## TEXT UNDER STUDY
Emotional intelligence is key to parenting. That’s because it refers to your capacity to be cognizant and in control of your emotions and how you allow those emotions to manifest in your expressions, as well as how empathetically you handle your interpersonal relationships. So when your child throws a temper tantrum, as all children do, emotional intelligence will help you assuage the situation.
Of course, parenting is a lot of figuring it out — you don’t always know what to do, and that’s okay because everyone parents differently. What’s perhaps more important is knowing what not to do.
Here are five things emotionally intelligent people refuse to do when their children throw temper tantrums, according to psychology.
1. They don’t try to calm their child down.
An emotionally intelligent parent allows their child to have their temper tantrum — unless, of course, their child is physically harming or endangering himself or others. They understand that emotions are valid, but that they’re also solely energy passing through us — chemical reactions — and, therefore, this too shall pass. So rather than trying to calm their child down, they allow them to feel what they’re feeling. By not giving their child attention in this time, as well, they understand that they’re not reinforcing this poor behavior.
2. They don’t yell back.
Emotionally intelligent parents understand that you can’t fight fire with fire. As such, they don’t yell back but, rather, they stay calm. And because children often match the behavior of those around them, staying cool and collected may actually help them to relax, as well.
3. They don’t get frustrated with the holes in communication.

## DATASET
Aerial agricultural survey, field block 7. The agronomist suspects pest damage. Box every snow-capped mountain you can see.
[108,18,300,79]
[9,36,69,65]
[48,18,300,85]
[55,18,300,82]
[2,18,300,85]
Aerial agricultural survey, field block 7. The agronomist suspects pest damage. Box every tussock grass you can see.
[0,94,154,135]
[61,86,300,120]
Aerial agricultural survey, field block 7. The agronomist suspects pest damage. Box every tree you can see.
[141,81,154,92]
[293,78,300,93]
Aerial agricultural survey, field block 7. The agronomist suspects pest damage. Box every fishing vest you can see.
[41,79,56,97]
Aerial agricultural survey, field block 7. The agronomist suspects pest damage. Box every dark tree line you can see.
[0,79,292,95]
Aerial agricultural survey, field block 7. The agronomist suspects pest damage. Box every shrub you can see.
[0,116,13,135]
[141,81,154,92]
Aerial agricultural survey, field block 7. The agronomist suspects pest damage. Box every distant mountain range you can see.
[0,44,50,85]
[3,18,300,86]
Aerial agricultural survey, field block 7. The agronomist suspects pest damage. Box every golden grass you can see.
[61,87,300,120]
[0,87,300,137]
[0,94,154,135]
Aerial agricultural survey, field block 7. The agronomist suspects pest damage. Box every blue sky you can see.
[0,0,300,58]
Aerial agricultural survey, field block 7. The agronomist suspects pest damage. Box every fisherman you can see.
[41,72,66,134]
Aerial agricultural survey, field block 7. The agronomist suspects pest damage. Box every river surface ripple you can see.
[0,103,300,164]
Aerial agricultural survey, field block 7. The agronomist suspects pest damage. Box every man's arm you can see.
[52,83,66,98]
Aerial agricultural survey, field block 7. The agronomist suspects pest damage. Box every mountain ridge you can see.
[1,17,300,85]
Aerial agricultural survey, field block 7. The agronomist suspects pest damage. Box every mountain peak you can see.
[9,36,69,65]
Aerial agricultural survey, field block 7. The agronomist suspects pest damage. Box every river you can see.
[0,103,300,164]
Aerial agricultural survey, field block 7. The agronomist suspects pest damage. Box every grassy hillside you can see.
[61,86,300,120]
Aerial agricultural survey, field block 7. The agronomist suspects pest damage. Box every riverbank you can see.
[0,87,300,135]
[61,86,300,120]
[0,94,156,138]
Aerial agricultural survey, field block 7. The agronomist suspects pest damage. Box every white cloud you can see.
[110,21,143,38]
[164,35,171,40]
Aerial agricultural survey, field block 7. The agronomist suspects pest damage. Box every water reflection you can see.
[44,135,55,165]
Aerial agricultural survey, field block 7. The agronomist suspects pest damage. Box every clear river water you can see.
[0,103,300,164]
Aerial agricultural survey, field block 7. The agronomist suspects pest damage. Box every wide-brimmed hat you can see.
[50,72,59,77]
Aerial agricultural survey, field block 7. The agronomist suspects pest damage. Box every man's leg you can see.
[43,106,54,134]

## EXERCISE GOAL
Extend the article on how emotionally intelligent parents handle temper tantrums, starting right after its last line. The entries have no connection to the article about emotionally intelligent parenting.

## ANSWER SECTION
Children have trouble communicating simply because they don’t have the vocabulary to verbalize the many thoughts and emotions that they’re experiencing. As such, emotionally intelligent parents
“Children this age usually have a vocabulary of only about 50 words and can’t link more than two together at a time. Their communication is limited, yet they have all these thoughts and wishes and needs to be met. When you don’t get the message or misunderstand, they freak out to release their frustration,” pediatrician Jay Hoecker told Parents, suggesting that using sign language and pointing to help your children express themselves can help to ease their frustration.
4. They don’t overcrowd their child.
Emotionally intelligent parents understand that kids, like adults, need space when they’re feeling angry. Giving your children space to let their anger out, pull themselves together and regain some sense of self-control can be a learning experience for them.
5. They don’t show aggression back.
Emotionally intelligent parents are able to empathize with their children, and they understand that temper tantrums are often rooted in sadness, even if they manifest in anger, according to Good Therapy. As such, they may go in for a strong, firm hug to help calm their child down, rather than exacerbating the situating with mirrored frustration. A firm hug can offer security and let your child know that you care, even if you don’t agree with their poor behavior — it’s not a cuddly hug that condones their behavior but, rather, an assuring one. After all, hugs are “stress-buffers,” according to Psych Central.